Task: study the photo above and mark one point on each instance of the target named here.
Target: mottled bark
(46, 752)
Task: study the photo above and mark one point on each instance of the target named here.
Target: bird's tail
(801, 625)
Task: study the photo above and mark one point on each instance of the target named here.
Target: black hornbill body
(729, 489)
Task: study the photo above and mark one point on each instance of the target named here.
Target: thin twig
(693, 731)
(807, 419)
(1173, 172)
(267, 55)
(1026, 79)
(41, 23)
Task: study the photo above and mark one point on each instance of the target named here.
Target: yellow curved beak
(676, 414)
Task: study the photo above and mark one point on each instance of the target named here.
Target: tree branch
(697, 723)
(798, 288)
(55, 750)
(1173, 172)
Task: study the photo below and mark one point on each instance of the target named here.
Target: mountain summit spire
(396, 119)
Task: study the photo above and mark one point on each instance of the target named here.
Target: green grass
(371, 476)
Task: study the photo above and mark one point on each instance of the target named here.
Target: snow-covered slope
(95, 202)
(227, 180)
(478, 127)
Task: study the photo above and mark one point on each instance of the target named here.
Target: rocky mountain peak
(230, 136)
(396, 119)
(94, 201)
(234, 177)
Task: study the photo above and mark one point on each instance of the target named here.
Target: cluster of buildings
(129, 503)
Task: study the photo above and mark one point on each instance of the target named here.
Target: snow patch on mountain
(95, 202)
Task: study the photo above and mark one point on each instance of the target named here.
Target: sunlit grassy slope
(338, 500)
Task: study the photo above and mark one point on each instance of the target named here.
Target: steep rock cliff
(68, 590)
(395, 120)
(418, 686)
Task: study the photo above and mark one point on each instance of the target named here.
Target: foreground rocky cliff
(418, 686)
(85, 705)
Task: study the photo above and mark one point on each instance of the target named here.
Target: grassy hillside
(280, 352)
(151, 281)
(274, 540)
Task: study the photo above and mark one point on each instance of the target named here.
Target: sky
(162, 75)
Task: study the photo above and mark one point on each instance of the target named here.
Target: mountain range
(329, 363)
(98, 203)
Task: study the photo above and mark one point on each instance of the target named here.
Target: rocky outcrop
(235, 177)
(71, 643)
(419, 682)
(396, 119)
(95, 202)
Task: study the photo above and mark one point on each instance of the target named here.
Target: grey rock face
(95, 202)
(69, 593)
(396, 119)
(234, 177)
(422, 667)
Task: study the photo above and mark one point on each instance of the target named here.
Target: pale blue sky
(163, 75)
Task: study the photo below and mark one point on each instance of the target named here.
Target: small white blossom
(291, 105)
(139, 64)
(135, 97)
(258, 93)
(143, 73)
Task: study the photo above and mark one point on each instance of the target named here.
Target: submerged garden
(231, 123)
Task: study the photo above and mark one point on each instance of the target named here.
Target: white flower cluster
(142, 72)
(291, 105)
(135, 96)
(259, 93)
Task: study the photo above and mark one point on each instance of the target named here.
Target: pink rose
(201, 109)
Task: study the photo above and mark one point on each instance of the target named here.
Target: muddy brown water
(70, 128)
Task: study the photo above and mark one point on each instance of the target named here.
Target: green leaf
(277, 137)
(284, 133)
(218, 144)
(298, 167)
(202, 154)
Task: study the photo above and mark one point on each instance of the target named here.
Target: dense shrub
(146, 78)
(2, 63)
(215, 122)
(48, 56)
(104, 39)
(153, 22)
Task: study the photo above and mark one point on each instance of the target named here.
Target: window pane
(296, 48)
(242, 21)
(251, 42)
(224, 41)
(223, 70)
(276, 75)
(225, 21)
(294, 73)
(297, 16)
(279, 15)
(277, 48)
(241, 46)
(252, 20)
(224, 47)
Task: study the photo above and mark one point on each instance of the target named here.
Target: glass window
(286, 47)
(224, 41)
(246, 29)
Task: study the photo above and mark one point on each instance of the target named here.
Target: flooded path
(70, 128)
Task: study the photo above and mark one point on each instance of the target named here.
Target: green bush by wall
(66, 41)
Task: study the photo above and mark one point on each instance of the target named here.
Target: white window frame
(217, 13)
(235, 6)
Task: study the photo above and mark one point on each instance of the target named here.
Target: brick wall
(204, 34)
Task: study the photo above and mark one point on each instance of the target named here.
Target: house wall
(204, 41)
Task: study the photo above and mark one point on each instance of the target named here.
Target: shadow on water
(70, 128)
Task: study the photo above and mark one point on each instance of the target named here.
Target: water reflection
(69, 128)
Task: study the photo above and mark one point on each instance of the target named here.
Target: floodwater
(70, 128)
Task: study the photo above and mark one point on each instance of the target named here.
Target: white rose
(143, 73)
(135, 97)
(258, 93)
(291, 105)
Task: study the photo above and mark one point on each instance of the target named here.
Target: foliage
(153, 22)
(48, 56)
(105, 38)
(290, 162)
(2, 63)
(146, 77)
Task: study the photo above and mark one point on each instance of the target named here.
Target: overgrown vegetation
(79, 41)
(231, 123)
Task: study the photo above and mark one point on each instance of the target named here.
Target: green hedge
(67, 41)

**Task**
Type out the whole listing once more, exactly as written.

**Solution to this task**
Task: study the photo above and mark one point on each instance of the target named here.
Target: mottled bark
(46, 752)
Task: study the photo above and mark one point on each instance of the target named here.
Target: bird's tail
(801, 625)
Task: study the photo above and mark one point on each instance of the target named here.
Target: black hornbill body
(729, 489)
Task: study the photo above and mark one point on each instance of the target named here.
Target: thin twig
(693, 731)
(807, 419)
(1173, 172)
(267, 55)
(1026, 79)
(41, 23)
Task: study the photo above and mark one point on each instance of the target named here.
Target: yellow curved beak
(676, 414)
Task: study the photo above and mark one point on each instance of the target named here.
Target: tree branch
(697, 723)
(798, 288)
(55, 750)
(1173, 172)
Task: study the photo below and mark one point on each instance of the target named here.
Target: mountain summit spire
(396, 119)
Task: study the photo above and mark one point on each instance of the target named here.
Target: green grass
(371, 476)
Task: study the photo above and mark one point on each instance of the target named here.
Target: snow-covered slope
(95, 202)
(227, 180)
(478, 127)
Task: study the photo above and mark one point on each instance of the target named here.
Target: rocky mountain peak
(230, 136)
(396, 119)
(94, 201)
(234, 177)
Task: study the photo above and mark one point on each instance of the target named here.
Target: cluster of buildings
(129, 503)
Task: study the photo above and mark one point on each instance of the target named here.
Target: snow patch on mountain
(95, 202)
Task: study the photo above and mark one point on each instance of the target named here.
Target: sunlit grassy slope
(338, 500)
Task: study the photo above and mark one point on each instance of the target named here.
Target: steep rock cliff
(68, 590)
(395, 120)
(418, 686)
Task: study the photo above and mark one point on each instance of the target named here.
Target: foreground rocky cliff
(418, 686)
(85, 705)
Task: study the photo above and mark one point on each instance of the target named here.
Target: grassy hillside
(280, 352)
(151, 281)
(274, 540)
Task: study the photo above and mark one point on each instance of the target named here.
Target: sky
(162, 75)
Task: study the photo above and mark one point on each instance of the target named here.
Target: mountain range
(329, 363)
(98, 203)
Task: study the photo above and mark one point on each instance of the target named here.
Target: rocky outcrop
(235, 177)
(71, 643)
(419, 682)
(396, 119)
(95, 202)
Task: study the photo above and mark one point on each instance of the target named here.
Target: grey rock face
(95, 202)
(69, 593)
(396, 119)
(234, 177)
(422, 667)
Task: study the photo above and mark one point on each instance of the target named here.
Target: pale blue sky
(163, 75)
Task: study the photo below and mark one point on each instance of the target named here.
Target: small white blossom
(291, 105)
(139, 64)
(135, 97)
(258, 93)
(143, 73)
Task: study the photo above and mark one point on each instance of the target named here.
Target: submerged garden
(231, 123)
Task: study the photo above and mark one point on each instance of the target named here.
Target: white flower cluster
(142, 72)
(291, 105)
(135, 96)
(259, 93)
Task: study the photo above and mark one point on each instance of the target named here.
Target: pink rose
(201, 109)
Task: study the photo above and mark one point on each instance of the target named here.
Target: muddy brown water
(70, 128)
Task: study the photo above and mark one point on each instance of the target named here.
Target: green leaf
(277, 137)
(284, 133)
(218, 144)
(298, 167)
(202, 154)
Task: study the photo above and mark one point on each instance of the target named here.
Target: dense shrub
(146, 78)
(2, 63)
(215, 122)
(48, 56)
(104, 39)
(153, 22)
Task: study the photo above and mark one point on each instance of the target named here.
Target: window pane
(296, 48)
(242, 21)
(251, 42)
(224, 41)
(223, 70)
(276, 75)
(225, 21)
(294, 73)
(297, 16)
(279, 15)
(277, 48)
(241, 46)
(252, 20)
(224, 47)
Task: study the photo above and mark one point on each instance of the target named here.
Target: glass window
(286, 47)
(224, 41)
(246, 29)
Task: study the photo above and mark one point on each instance of the target named here.
Target: flooded path
(70, 128)
Task: study the photo above and mark one point on each instance of the target named here.
Target: green bush by wall
(66, 41)
Task: study the photo above and mark one point on each instance of the target named here.
Target: white window frame
(217, 13)
(235, 6)
Task: study the photo above and mark one point on each instance of the target named here.
Target: brick wall
(204, 34)
Task: study the photo above and mark one point on each instance of the target named here.
Target: house wall
(204, 41)
Task: study the photo above and mark one point on each instance of the target named here.
Target: shadow on water
(70, 128)
Task: study the photo above and mark one point on each instance of the target named here.
Target: water reflection
(69, 128)
Task: study the photo above and mark one point on each instance of the target named here.
Target: floodwater
(70, 128)
Task: study the photo above and mark one point on each instance of the target named here.
Target: white rose
(143, 73)
(135, 97)
(258, 93)
(291, 105)
Task: study the photo above and mark one point on each instance of the target named here.
Target: foliage
(153, 22)
(48, 56)
(105, 38)
(290, 162)
(2, 63)
(146, 77)
Task: study the photo above and mark one point on each instance of the target named here.
Target: overgrown vegetation
(79, 41)
(231, 123)
Task: study the photo above and mark one point on each instance of the target named here.
Target: green hedge
(67, 41)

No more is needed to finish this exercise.